● COMPLETE THE FOLLOWING:
[1] In the article on Diageo's full-year results, by how much did the company raise its annual dividend?
[2] Translate this sentence from the Diageo results article into Spanish: "In the European region, Turkey and northern Europe were the strongest performers helped by strong demand for scotch whiskies in shops."
[3] Pick up the article on Diageo's full-year results after its last sentence and keep writing it.

● SUPPLIED PASSAGE:
____________

Guinness manufacturer Diageo has recorded a better-than-expected rise in full-year organic net sales, as North American bars and restaurants reopened helping boost demand for its tequila brands and Johnnie Walker whisky.
A Generally Buoyant Mood
The London-listed company's results mirrored bumper earnings from a host of companies, including carmaker Volkswagen and plane maker Airbus, and reflected a generally buoyant mood among European firms emerging from the coronavirus pandemic.
Diageo, the shares of which reversed early losses to trade up 2% on the FTSE 100, also raised its annual dividend by 5% to 44.59 pence per share.
The company said that results were propelled by the United States, its biggest market, where easing lockdowns had driven replenishment of stocks at bars and restaurants.
At the same time, consumers continued to shop for more premium spirits such as tequila, liqueurs and bottles of Johnnie Walker scotch at supermarket stores, driving organic net sales in North America up 20%.
In the European region, Turkey and northern Europe were the strongest performers helped by strong demand for scotch whiskies in shops.
Signs of resurgence were also emerging in Africa, Latin America and Asia, where organic net sales rose by double digit percentages, in part due to easier comparisons to last year.
Total organic net sales rose 16% for the year that ended on June 30, beating the 13.7% rise analysts had expected, according to company-supplied estimates.

____________

● EXTRACTED INFORMATION:
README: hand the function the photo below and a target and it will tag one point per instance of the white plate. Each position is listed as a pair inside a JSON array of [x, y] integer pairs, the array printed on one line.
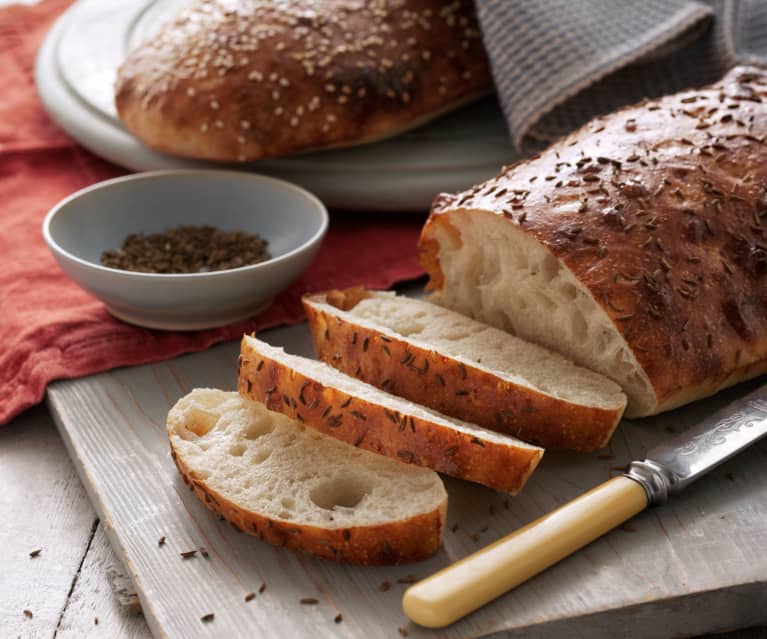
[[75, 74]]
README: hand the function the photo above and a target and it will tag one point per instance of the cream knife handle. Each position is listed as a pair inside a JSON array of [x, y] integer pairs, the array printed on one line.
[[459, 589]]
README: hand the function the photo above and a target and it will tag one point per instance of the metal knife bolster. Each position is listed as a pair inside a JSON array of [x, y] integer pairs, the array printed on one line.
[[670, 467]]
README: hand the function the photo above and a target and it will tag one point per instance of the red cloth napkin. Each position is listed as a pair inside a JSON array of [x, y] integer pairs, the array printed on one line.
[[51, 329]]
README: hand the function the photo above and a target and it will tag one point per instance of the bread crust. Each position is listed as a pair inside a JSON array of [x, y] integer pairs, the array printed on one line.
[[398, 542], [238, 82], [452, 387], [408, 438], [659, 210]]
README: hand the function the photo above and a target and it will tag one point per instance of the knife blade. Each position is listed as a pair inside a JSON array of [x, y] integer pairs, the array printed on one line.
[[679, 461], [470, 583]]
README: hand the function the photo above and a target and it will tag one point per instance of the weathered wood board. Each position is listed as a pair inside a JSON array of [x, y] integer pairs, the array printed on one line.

____________

● ANSWERS FOR THE TASKS:
[1] By 5%, to 44.59 pence per share.

[2] En la región europea, Turquía y el norte de Europa fueron los mercados con mejor desempeño, impulsados por una fuerte demanda de whiskies escoceses en las tiendas.

[3]
"It comes as no surprise that the shuttering of bars and night clubs left Diageo with a nasty hangover of problems," said Sophie Lund-Yates, equity analyst at Hargreaves Lansdown. "However, the strength of the group's brands means it was able to recoup some of its losses through a huge increase in supermarket trade in some key markets, and it has come out of the pandemic in remarkably resilient shape."
Expecting Organic New Sales Momentum To Continue
Diageo said that it is expecting organic net sales momentum to continue into fiscal 2022, but with volatility in the short term.
Volatility From Lockdowns
Lavanya Chandrashekar, who was promoted to chief financial officer in July, told reporters that volatility is coming from lockdowns in markets such as India, South Africa and Indonesia, where there has been a rise in COVID-19 cases in recent months.